OCD is a challenging anxiety disorder to face, handle and master. It takes courage, determination and a willingness to experiment – to find out how to cope better and to get more freedom in your life.
Not every therapist understands the inner workings of OCD, and even fewer have specialized training to know how to help. Here’s a great outline of what to look for in a therapist if you are wanting to get advanced help with OCD.
Do you have OCD? Do you know someone with OCD?
Unfortunately, finding help isn’t as easy as it might seem. You can’t just go down to any mental health professional and get good therapy– that’s because OCD is a complex problem, and not all doctors (psychologists, psychiatrists, social workers, therapists, etc.) are well-trained to understand and treat it. The best treatment for OCD includes the techniques of exposure and response prevention (ERP), which are part of cognitive-behavioral therapy (CBT). Medications can also be helpful–particularly the serotonin reuptake inhibitors (SSRIs such as Paxil and Prozac). But these medicines do not have the long-term effectiveness that ERP has. They can also produce side effects. Anyway, to find a trained theapist who really knows how to help you with ERP, you will have to do some legwork. Here’s what I recommend…
Finding a Qualified OCD Therapist
Most likely, you’ll have to look around a little before you find a qualified OCD therapist. While we know that ERP usually works for OCD, not all therapists are familiar with, or well trained to use, these techniques. One of the best ways to find good therapists in your area is by asking the leaders or members of local OCD support groups. The International OCD Foundation (IOCDF) website (www.ocfoundation.org) provides a list of these groups, and even if the nearest one is some distance from you, they may know of good therapists in your area. Three organizations can also provide you with a list of professionals in your region who have indicated that they treat OCD: The IOCDF, the Association for Behavioral and Cognitive Therapies (www.abct.org), and the Anxiety Disorders Association of America (www.adaa.org).

Exercise objective: Please say whether each statement below agrees with the text on finding an OCD therapist, answering yes or no and quoting the words from it that decide each one. (a) Medications such as SSRIs have the same long-term effectiveness as ERP. (b) Asking leaders or members of local OCD support groups is named as one of the best ways to find good therapists. (c) Exposure and response prevention is described as separate from cognitive-behavioral therapy.

Information given:

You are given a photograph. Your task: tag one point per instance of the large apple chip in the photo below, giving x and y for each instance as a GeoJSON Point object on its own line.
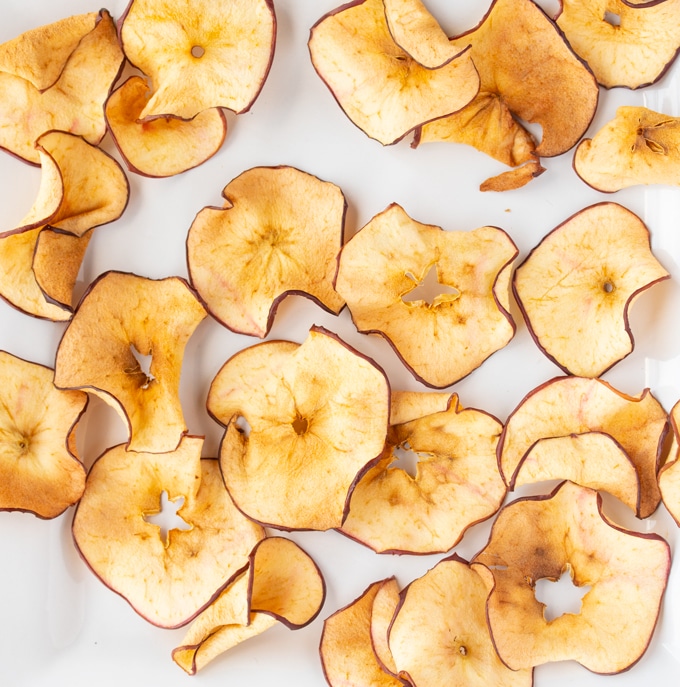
{"type": "Point", "coordinates": [543, 537]}
{"type": "Point", "coordinates": [121, 321]}
{"type": "Point", "coordinates": [379, 86]}
{"type": "Point", "coordinates": [576, 287]}
{"type": "Point", "coordinates": [279, 232]}
{"type": "Point", "coordinates": [443, 338]}
{"type": "Point", "coordinates": [39, 467]}
{"type": "Point", "coordinates": [200, 55]}
{"type": "Point", "coordinates": [312, 416]}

Task solution:
(a) No: "But these medicines do not have the long-term effectiveness that ERP has."
(b) Yes: "One of the best ways to find good therapists in your area is by asking the leaders or members of local OCD support groups."
(c) No: "The best treatment for OCD includes the techniques of exposure and response prevention (ERP), which are part of cognitive-behavioral therapy (CBT)."